• **Goal of the exercise**: In the records below, find the line containing "Target: ivy covered tree trunk"; copy exactly that line and all lines after it to the end, and nothing else.

• **Dataset entries**:
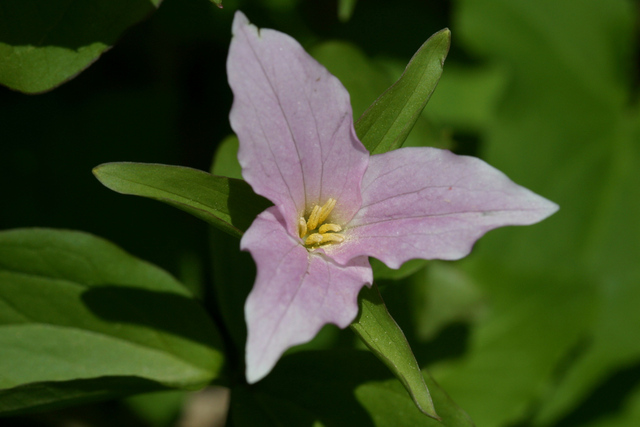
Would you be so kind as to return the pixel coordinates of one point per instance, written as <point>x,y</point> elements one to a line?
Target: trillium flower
<point>335,205</point>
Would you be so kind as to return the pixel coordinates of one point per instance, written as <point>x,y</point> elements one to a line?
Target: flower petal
<point>295,125</point>
<point>430,203</point>
<point>296,292</point>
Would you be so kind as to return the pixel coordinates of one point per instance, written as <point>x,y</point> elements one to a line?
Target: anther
<point>332,238</point>
<point>329,227</point>
<point>302,227</point>
<point>313,239</point>
<point>326,210</point>
<point>313,222</point>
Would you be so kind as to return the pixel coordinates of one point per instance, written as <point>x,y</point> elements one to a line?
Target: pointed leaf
<point>44,43</point>
<point>375,326</point>
<point>388,121</point>
<point>81,320</point>
<point>350,388</point>
<point>226,203</point>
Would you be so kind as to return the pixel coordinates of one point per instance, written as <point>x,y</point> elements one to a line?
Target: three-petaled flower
<point>335,205</point>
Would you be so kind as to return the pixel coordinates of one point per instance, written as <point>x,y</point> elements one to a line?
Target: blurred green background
<point>540,326</point>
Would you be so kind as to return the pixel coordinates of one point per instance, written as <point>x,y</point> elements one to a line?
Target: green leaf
<point>225,162</point>
<point>564,293</point>
<point>350,388</point>
<point>382,272</point>
<point>375,326</point>
<point>44,43</point>
<point>388,121</point>
<point>80,320</point>
<point>345,9</point>
<point>226,203</point>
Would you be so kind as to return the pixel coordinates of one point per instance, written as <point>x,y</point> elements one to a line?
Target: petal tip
<point>239,20</point>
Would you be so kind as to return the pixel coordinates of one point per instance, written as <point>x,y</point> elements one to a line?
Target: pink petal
<point>294,121</point>
<point>429,203</point>
<point>296,292</point>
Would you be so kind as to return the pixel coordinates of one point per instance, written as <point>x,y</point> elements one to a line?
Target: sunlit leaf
<point>226,203</point>
<point>388,121</point>
<point>80,320</point>
<point>375,326</point>
<point>350,388</point>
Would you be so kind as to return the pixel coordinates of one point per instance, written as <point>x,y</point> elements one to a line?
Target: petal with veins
<point>430,203</point>
<point>294,120</point>
<point>296,292</point>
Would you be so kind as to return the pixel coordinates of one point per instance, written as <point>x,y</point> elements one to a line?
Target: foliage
<point>536,327</point>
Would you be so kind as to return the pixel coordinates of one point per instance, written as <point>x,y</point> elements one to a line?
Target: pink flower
<point>335,205</point>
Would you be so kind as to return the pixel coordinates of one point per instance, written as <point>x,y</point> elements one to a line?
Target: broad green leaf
<point>388,121</point>
<point>345,9</point>
<point>80,320</point>
<point>561,293</point>
<point>629,415</point>
<point>158,409</point>
<point>44,43</point>
<point>225,162</point>
<point>230,265</point>
<point>350,388</point>
<point>226,203</point>
<point>375,326</point>
<point>365,79</point>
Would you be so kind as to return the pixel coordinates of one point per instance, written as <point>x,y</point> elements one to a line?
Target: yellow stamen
<point>313,222</point>
<point>332,238</point>
<point>329,227</point>
<point>302,227</point>
<point>319,239</point>
<point>313,239</point>
<point>326,210</point>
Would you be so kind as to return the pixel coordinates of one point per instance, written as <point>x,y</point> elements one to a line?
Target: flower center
<point>327,233</point>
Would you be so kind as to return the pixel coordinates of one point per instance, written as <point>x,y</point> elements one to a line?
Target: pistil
<point>327,233</point>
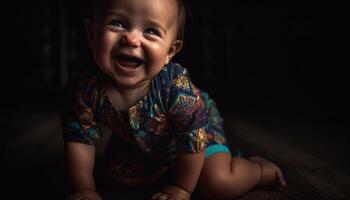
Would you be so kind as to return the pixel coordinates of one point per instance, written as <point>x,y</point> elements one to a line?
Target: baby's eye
<point>152,31</point>
<point>116,23</point>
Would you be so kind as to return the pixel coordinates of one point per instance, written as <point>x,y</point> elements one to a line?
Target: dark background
<point>284,60</point>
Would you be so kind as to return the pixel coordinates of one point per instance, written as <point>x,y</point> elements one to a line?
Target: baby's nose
<point>131,39</point>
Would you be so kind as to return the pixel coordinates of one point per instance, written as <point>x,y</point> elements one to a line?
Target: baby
<point>162,123</point>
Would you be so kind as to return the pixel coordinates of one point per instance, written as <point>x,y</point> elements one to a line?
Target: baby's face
<point>133,39</point>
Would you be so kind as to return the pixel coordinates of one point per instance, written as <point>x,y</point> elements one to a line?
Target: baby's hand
<point>172,192</point>
<point>85,195</point>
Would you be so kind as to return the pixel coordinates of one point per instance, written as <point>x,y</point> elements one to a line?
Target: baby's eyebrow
<point>154,23</point>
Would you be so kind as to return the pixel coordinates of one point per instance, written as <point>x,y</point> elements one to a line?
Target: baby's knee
<point>215,185</point>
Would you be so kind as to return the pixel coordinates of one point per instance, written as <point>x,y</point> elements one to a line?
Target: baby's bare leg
<point>270,173</point>
<point>225,177</point>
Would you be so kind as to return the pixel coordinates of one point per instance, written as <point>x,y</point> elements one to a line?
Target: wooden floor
<point>315,162</point>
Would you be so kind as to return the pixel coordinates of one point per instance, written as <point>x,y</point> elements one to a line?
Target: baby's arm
<point>80,160</point>
<point>188,167</point>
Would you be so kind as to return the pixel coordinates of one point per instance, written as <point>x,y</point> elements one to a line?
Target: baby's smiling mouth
<point>128,60</point>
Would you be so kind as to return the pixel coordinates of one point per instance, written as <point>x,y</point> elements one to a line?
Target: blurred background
<point>285,60</point>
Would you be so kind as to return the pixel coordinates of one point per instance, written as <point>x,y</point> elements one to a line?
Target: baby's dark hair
<point>181,14</point>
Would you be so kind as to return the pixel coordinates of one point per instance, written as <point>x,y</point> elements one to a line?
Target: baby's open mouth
<point>128,61</point>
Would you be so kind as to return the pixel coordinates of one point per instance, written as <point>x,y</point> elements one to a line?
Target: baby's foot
<point>270,173</point>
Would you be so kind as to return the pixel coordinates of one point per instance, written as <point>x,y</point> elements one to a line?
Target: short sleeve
<point>187,113</point>
<point>78,119</point>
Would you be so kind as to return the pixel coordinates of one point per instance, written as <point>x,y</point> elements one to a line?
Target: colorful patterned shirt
<point>174,116</point>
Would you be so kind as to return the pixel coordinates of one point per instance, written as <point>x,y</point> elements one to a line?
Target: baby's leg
<point>224,177</point>
<point>270,173</point>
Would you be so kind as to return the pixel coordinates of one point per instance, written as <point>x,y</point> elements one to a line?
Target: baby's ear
<point>89,31</point>
<point>174,49</point>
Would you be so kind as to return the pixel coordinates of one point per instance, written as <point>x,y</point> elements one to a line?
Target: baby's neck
<point>123,98</point>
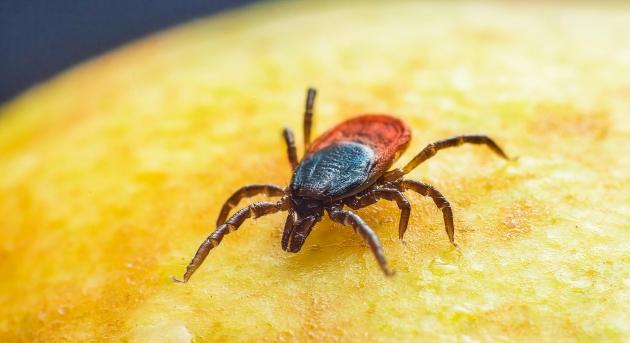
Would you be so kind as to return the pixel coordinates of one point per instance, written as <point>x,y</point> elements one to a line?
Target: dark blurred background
<point>39,38</point>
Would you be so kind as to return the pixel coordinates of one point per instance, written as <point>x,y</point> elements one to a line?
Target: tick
<point>346,166</point>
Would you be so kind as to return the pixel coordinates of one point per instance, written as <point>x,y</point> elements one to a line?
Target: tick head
<point>302,217</point>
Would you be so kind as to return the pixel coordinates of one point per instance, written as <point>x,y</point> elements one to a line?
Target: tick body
<point>347,166</point>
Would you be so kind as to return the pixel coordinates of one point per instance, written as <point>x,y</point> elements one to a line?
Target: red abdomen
<point>387,136</point>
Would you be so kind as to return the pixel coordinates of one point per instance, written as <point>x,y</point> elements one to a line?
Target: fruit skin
<point>111,173</point>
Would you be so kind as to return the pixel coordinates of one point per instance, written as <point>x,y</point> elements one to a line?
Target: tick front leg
<point>439,200</point>
<point>433,148</point>
<point>252,211</point>
<point>308,116</point>
<point>372,196</point>
<point>289,139</point>
<point>246,192</point>
<point>368,235</point>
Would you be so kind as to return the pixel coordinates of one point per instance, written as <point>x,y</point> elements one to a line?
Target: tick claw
<point>176,280</point>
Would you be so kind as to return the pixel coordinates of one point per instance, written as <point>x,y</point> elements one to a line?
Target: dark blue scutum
<point>333,172</point>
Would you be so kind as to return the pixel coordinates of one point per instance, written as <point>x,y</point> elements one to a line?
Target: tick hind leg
<point>433,148</point>
<point>368,235</point>
<point>254,210</point>
<point>246,192</point>
<point>372,196</point>
<point>291,150</point>
<point>439,200</point>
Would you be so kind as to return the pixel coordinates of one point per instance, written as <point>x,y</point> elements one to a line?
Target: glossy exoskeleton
<point>346,166</point>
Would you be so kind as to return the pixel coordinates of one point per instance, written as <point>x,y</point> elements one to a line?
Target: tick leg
<point>308,116</point>
<point>374,195</point>
<point>439,200</point>
<point>246,192</point>
<point>432,149</point>
<point>361,227</point>
<point>291,150</point>
<point>254,210</point>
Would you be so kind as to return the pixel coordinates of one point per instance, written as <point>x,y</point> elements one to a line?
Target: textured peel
<point>112,174</point>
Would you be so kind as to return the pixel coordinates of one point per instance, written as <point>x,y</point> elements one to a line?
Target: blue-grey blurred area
<point>39,38</point>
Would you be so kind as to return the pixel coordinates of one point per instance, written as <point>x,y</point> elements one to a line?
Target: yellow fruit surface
<point>113,173</point>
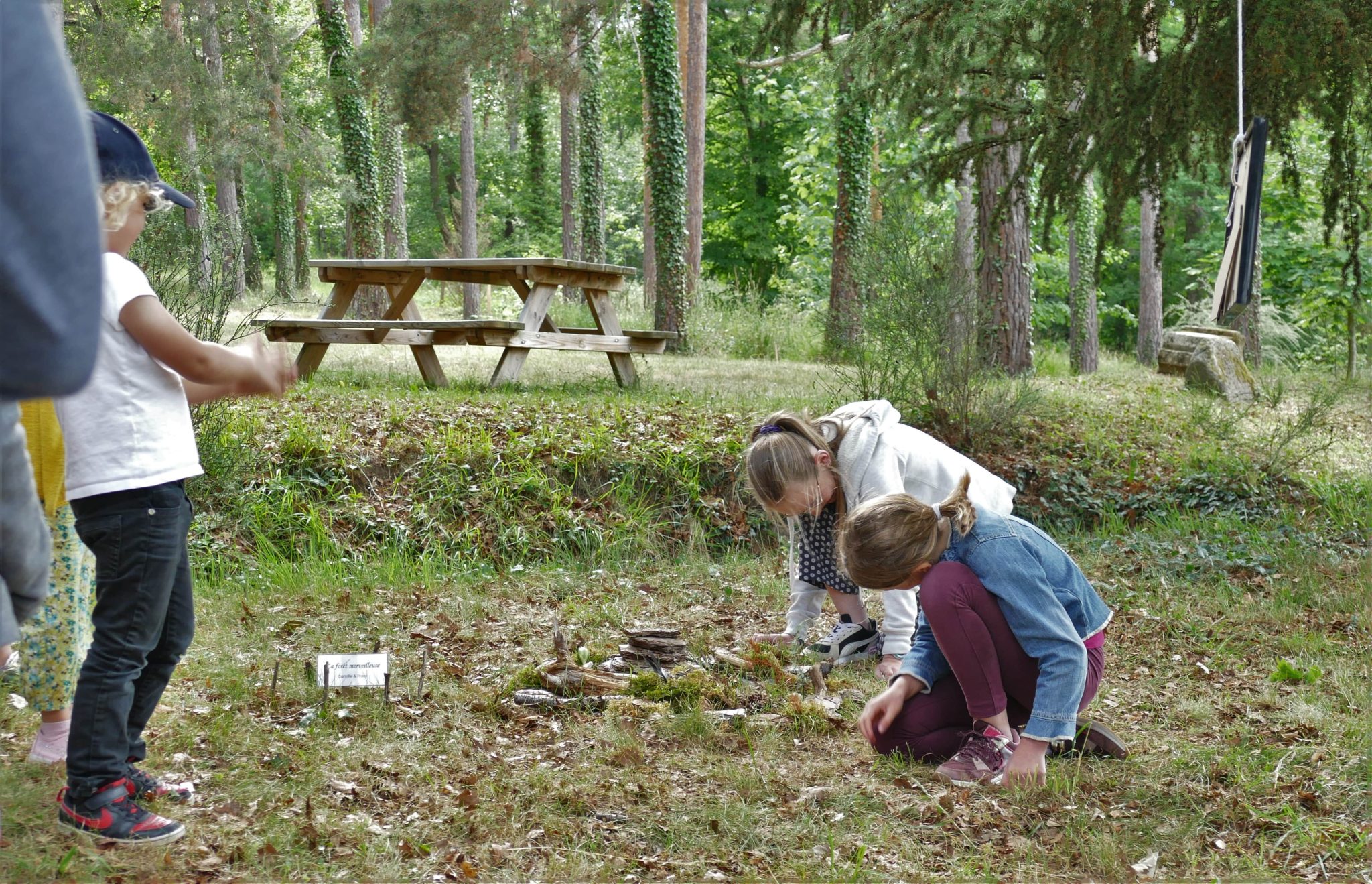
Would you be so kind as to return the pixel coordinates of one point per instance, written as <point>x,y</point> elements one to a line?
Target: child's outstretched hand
<point>273,373</point>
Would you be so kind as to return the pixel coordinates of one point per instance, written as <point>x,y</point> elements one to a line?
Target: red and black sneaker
<point>145,785</point>
<point>110,814</point>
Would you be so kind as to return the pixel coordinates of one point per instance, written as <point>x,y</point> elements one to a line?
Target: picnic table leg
<point>307,360</point>
<point>403,308</point>
<point>607,320</point>
<point>533,316</point>
<point>425,356</point>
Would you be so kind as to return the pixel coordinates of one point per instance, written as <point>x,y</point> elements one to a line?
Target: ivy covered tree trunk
<point>302,237</point>
<point>568,110</point>
<point>649,251</point>
<point>1083,327</point>
<point>225,170</point>
<point>852,214</point>
<point>535,158</point>
<point>1150,281</point>
<point>1006,260</point>
<point>356,131</point>
<point>390,158</point>
<point>592,154</point>
<point>467,168</point>
<point>693,19</point>
<point>666,162</point>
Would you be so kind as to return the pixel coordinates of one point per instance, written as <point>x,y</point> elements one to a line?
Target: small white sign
<point>353,670</point>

• **Expected answer**:
Target: ivy covered tree trunk
<point>302,237</point>
<point>568,110</point>
<point>649,251</point>
<point>1083,327</point>
<point>225,170</point>
<point>852,214</point>
<point>535,158</point>
<point>1150,281</point>
<point>1006,260</point>
<point>356,131</point>
<point>390,158</point>
<point>592,154</point>
<point>467,168</point>
<point>693,19</point>
<point>666,162</point>
Would you be so kind as to return the pixel coordinates of one point per instance, written as <point>x,y</point> elements one to a line?
Target: small white sign
<point>353,670</point>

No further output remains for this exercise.